● **INSTRUCTION**
Arrange the lines below as a Markdown table with the columns Row and Line, starting at the line that contains "of the person" and ending at the last line, leaving out any blank lines.

● **STORED DATA**
* begin *
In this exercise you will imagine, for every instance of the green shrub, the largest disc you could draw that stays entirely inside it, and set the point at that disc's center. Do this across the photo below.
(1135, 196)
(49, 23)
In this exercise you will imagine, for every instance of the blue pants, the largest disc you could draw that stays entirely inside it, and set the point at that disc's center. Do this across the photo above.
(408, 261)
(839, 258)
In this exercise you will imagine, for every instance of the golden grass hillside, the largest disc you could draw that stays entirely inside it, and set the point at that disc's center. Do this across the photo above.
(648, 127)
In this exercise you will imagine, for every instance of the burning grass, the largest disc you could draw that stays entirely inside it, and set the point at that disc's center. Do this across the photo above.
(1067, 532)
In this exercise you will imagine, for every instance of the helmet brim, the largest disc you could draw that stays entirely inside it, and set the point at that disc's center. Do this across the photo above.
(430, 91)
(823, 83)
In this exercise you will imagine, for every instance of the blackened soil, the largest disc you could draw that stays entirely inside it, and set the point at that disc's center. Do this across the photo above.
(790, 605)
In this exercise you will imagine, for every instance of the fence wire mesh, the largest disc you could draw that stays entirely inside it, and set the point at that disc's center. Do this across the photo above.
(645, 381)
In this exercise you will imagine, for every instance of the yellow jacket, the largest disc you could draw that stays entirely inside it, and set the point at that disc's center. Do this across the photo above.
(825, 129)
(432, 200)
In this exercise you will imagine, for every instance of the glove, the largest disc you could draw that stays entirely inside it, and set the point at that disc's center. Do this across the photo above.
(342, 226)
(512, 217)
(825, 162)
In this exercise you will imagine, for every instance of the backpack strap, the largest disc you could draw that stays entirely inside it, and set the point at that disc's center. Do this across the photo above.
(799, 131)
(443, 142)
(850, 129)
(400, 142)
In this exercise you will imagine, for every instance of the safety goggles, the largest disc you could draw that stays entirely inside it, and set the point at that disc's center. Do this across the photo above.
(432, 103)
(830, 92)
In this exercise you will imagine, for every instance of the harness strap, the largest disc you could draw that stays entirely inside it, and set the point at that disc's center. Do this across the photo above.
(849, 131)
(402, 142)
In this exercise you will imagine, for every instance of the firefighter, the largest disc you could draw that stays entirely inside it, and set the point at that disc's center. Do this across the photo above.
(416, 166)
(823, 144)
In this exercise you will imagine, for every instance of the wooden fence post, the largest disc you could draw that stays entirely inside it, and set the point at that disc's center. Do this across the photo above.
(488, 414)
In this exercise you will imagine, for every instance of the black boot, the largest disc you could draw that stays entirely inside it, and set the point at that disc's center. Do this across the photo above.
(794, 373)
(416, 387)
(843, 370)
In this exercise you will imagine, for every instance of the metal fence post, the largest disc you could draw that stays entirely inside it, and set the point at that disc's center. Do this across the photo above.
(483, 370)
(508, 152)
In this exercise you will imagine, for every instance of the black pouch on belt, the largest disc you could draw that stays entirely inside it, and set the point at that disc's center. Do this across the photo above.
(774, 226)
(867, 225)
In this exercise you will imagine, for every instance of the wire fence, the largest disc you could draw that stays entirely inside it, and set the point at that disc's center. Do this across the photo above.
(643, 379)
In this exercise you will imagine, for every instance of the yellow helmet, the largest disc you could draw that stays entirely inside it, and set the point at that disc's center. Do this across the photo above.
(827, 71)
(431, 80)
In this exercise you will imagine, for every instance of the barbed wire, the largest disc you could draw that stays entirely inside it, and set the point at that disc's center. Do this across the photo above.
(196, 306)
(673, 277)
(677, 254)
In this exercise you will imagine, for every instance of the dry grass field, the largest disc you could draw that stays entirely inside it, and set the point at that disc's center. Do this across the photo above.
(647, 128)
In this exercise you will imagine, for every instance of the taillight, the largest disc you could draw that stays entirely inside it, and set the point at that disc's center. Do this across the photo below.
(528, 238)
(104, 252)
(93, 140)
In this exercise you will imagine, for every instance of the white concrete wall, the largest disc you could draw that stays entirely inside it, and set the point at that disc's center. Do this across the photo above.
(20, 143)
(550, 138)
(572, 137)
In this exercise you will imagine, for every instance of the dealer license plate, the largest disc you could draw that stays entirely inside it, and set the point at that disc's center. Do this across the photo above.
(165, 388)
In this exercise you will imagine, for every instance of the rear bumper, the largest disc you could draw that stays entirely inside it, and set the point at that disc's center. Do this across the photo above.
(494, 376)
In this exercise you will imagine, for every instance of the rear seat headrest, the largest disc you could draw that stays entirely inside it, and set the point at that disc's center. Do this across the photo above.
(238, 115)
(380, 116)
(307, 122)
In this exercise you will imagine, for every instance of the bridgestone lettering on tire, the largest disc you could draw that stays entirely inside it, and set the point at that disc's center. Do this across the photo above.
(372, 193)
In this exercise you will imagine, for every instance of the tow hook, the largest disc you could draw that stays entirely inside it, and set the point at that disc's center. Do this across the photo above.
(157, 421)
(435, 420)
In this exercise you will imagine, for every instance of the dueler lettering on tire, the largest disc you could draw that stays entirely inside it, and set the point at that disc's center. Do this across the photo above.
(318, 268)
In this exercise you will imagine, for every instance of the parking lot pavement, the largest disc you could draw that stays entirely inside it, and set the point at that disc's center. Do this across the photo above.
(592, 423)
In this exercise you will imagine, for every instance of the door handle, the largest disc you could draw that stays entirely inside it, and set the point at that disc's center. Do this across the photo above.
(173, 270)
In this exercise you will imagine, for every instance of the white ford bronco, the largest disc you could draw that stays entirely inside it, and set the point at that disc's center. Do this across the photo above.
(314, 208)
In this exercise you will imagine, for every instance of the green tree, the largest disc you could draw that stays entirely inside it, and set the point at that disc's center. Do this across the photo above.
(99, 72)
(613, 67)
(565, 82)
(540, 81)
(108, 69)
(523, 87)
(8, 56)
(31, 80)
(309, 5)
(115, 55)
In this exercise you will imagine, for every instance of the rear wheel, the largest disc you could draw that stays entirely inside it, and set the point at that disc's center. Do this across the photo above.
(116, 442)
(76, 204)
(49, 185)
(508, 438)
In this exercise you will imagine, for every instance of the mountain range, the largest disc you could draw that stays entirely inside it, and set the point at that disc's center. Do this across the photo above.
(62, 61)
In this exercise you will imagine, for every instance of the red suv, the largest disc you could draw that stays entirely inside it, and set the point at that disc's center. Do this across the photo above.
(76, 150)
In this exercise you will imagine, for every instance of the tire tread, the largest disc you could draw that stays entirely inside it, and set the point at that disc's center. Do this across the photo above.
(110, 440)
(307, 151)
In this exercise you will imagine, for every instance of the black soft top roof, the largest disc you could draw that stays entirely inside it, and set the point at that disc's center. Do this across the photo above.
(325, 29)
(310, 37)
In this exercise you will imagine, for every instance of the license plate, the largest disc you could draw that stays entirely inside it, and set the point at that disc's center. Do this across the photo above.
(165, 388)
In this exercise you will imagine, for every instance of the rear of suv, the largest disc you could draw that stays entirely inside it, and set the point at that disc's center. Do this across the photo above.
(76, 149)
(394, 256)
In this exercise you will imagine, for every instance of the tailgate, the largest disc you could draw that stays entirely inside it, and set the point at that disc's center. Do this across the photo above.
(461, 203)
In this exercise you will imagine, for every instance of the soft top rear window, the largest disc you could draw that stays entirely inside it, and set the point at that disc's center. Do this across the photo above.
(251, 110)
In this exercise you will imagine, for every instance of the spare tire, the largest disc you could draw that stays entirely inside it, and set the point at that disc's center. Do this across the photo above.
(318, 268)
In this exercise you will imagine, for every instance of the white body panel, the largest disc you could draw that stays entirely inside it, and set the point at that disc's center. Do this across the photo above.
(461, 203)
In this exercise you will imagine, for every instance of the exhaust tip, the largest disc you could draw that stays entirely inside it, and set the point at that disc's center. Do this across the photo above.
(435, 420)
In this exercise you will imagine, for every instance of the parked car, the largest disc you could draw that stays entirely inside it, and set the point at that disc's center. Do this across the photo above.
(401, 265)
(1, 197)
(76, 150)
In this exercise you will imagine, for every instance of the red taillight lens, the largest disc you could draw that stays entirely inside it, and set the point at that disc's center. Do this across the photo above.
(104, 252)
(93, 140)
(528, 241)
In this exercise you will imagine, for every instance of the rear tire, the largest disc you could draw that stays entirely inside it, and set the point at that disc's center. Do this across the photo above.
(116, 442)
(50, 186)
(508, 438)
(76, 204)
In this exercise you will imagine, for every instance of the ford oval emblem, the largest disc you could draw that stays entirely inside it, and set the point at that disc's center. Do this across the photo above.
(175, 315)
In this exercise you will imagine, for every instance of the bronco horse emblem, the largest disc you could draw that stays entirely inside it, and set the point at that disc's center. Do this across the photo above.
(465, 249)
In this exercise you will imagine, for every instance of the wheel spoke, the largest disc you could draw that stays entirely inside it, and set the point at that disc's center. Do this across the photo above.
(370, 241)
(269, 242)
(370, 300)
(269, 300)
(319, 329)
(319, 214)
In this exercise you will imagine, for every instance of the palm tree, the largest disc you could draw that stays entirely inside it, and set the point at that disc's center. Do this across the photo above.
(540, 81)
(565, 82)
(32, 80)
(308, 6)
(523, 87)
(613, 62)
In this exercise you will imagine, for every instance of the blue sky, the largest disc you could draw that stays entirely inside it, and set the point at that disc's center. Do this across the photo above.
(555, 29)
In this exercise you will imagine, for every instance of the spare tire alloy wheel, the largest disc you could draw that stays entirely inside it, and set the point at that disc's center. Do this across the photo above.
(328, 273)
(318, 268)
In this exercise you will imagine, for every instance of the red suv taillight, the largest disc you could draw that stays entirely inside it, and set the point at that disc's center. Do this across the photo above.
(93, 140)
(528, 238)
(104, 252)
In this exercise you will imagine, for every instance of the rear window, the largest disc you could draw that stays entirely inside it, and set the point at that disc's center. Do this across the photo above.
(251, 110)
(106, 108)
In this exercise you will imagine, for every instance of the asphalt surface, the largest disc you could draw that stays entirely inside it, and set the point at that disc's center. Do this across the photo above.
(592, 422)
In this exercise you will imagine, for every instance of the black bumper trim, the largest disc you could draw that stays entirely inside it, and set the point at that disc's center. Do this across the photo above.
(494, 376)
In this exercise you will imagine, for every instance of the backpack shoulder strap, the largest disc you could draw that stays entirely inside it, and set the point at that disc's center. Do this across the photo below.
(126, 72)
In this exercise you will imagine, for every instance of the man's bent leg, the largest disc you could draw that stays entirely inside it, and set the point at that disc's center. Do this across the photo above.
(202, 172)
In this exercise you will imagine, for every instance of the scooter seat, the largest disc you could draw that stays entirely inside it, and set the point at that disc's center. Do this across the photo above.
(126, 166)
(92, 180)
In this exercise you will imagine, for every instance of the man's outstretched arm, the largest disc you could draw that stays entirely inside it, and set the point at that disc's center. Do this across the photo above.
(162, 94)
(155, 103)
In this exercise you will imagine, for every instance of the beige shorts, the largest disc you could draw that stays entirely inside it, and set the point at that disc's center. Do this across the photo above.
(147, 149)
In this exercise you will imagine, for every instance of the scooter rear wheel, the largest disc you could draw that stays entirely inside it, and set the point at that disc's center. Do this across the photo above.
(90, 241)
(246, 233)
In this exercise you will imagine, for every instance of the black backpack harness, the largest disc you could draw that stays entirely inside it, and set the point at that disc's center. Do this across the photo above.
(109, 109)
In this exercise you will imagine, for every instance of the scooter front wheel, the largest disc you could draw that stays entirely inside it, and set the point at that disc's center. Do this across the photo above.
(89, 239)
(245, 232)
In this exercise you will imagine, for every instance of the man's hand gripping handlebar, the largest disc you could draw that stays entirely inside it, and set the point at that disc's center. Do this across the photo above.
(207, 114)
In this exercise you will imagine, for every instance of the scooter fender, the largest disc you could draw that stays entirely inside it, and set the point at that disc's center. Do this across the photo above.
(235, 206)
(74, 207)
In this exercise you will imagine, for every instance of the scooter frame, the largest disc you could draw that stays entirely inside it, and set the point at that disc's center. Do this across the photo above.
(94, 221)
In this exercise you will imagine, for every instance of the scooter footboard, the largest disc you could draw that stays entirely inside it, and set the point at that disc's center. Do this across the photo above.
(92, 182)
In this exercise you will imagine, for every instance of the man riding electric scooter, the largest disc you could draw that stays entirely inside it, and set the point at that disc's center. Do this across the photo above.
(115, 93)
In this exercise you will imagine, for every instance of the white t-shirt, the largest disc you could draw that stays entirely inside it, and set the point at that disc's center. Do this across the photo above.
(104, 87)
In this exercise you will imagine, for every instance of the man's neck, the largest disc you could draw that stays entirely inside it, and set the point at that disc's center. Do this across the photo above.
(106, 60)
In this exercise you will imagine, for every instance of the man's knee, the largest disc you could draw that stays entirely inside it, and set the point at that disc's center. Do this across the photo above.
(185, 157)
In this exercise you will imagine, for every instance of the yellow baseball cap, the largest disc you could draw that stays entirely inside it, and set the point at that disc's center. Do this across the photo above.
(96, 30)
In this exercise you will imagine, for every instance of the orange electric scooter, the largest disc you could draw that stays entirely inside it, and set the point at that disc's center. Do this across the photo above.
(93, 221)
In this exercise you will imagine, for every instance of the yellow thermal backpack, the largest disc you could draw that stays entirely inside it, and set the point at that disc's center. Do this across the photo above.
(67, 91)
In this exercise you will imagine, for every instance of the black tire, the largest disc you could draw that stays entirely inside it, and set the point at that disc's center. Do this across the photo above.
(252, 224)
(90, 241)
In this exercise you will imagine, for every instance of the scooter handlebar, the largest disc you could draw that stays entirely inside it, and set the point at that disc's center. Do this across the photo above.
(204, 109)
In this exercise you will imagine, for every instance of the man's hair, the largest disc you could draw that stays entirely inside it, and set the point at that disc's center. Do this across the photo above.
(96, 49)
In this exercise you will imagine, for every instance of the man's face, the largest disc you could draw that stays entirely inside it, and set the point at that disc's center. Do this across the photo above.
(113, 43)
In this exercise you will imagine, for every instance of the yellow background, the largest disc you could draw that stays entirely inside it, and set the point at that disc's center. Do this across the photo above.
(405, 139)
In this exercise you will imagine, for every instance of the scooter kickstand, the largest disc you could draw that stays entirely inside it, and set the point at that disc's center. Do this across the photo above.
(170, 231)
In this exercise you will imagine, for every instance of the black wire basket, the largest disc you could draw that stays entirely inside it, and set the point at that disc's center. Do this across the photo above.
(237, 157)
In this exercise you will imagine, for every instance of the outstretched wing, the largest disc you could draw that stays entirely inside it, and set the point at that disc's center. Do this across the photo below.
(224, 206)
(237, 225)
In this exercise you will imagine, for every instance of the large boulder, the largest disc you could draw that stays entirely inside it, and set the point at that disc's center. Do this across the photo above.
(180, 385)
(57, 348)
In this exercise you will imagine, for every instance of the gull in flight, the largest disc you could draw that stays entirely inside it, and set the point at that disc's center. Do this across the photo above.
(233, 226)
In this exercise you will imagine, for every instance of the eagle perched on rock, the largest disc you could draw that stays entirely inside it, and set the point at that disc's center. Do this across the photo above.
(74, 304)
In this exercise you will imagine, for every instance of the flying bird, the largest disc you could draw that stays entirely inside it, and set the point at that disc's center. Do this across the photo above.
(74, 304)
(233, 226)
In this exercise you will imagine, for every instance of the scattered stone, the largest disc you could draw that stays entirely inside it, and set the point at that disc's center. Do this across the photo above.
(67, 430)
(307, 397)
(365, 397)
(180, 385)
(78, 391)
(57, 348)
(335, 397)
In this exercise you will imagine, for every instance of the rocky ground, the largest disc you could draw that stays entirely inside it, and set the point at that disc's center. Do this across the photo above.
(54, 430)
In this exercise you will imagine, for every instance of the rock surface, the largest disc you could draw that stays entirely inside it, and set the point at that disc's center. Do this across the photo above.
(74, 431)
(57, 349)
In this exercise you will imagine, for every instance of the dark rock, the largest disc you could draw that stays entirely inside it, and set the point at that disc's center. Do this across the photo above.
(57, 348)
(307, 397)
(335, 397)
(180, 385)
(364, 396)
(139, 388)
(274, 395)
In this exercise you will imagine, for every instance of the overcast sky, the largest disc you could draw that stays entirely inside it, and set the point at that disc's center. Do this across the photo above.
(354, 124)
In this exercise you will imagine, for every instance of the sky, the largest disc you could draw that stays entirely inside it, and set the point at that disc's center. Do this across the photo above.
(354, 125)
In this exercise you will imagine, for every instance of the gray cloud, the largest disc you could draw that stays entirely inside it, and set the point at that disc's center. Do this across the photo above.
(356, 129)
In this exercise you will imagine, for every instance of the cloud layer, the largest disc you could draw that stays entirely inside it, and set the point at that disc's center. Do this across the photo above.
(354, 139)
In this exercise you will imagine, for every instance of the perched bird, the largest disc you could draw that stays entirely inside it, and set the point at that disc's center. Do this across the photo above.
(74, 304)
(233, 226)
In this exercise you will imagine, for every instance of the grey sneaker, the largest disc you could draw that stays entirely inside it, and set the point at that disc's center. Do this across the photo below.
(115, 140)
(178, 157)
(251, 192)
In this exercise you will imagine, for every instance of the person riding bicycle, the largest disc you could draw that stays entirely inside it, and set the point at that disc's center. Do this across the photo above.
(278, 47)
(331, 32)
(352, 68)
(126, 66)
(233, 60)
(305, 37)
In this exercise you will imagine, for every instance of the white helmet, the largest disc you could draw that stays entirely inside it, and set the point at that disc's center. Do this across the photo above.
* end *
● **WRITTEN RESPONSE**
| Row | Line |
|---|---|
| 1 | In this exercise you will imagine, for every instance of the person riding bicycle, the largest disc you could draw that stays entirely inside it, and set the point at that disc's center. Do this across the photo above. |
| 2 | (278, 47) |
| 3 | (331, 32) |
| 4 | (352, 68) |
| 5 | (126, 66) |
| 6 | (233, 60) |
| 7 | (305, 37) |
| 8 | In this exercise you will imagine, for every instance of the white helmet, the largest disc you could draw that stays entirely inside it, and set the point at that disc's center. Do this across the photo above. |